Material supplied:
[start]
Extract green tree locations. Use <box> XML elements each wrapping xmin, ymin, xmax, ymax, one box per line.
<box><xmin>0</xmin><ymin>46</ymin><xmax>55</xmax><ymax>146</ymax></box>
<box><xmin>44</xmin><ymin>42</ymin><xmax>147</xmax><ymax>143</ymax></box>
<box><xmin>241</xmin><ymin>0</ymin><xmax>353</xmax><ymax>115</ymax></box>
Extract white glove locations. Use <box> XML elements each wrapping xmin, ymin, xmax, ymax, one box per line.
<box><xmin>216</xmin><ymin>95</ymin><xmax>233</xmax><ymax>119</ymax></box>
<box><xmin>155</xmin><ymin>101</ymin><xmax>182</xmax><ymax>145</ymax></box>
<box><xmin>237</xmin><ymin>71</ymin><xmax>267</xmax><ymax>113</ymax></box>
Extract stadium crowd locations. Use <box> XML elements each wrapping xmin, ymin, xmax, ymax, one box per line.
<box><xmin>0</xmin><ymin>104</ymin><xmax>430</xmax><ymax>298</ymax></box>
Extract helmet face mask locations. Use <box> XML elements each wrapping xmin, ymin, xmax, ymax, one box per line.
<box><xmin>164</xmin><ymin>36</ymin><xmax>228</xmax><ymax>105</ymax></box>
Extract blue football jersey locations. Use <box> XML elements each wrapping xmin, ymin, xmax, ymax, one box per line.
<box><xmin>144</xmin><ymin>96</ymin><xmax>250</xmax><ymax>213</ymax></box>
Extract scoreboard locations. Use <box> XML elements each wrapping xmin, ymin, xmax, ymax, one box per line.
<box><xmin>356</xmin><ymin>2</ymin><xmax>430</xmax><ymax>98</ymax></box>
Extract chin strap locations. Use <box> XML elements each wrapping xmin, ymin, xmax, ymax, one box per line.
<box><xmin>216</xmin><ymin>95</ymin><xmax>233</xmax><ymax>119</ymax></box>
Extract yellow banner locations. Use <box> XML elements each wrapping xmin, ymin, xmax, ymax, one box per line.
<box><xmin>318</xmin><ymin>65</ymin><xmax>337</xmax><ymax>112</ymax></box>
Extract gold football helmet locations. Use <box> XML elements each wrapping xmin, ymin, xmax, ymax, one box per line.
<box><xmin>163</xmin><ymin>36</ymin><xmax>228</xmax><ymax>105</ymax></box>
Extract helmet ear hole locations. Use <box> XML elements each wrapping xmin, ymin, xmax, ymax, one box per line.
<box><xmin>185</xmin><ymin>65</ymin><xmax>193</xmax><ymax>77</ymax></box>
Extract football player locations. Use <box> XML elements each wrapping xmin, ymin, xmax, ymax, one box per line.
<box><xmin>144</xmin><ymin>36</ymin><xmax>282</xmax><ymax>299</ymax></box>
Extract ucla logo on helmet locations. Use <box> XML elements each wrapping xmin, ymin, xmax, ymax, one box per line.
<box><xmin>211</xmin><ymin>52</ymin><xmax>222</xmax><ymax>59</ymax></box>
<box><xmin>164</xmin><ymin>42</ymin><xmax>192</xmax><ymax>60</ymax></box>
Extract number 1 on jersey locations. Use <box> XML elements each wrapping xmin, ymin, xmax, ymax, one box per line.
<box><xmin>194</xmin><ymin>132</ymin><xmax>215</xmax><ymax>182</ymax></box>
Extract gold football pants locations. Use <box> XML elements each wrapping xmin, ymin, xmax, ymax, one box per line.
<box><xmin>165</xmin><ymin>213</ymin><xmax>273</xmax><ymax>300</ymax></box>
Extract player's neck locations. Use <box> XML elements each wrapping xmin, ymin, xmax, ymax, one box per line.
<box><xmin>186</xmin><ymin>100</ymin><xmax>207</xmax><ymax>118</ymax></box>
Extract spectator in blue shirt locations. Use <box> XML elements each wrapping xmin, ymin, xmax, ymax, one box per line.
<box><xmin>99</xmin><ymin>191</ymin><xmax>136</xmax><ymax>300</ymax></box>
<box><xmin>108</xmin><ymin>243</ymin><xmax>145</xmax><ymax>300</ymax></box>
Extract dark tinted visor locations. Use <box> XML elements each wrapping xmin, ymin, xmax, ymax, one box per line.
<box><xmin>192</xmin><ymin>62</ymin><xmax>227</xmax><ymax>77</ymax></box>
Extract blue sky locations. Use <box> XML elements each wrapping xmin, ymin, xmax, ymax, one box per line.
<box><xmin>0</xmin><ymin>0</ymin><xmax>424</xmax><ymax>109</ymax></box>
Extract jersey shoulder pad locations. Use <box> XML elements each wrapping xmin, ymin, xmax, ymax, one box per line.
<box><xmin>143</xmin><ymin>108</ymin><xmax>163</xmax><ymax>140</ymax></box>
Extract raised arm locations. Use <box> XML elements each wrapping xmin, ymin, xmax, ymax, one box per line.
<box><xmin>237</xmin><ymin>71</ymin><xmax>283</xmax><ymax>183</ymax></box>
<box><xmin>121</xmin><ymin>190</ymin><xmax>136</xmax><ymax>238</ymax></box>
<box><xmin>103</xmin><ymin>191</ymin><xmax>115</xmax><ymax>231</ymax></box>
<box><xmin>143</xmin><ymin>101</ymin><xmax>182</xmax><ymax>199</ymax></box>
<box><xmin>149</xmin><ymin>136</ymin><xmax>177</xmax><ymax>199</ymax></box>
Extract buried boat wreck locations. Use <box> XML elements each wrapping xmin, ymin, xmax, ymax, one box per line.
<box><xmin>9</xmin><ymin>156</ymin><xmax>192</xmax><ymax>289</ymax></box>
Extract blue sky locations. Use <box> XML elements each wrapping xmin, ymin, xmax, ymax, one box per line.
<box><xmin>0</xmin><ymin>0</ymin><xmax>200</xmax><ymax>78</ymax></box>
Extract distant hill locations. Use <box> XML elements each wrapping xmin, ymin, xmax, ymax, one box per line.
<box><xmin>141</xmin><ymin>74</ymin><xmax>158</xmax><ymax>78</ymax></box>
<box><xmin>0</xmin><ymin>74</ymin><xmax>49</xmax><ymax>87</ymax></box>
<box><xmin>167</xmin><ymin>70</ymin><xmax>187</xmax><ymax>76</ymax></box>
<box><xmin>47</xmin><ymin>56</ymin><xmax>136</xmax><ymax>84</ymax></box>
[end]
Stated problem:
How many of the lines above contain the word "jersey", matching case? Reply with the number only.

Reply to the task:
3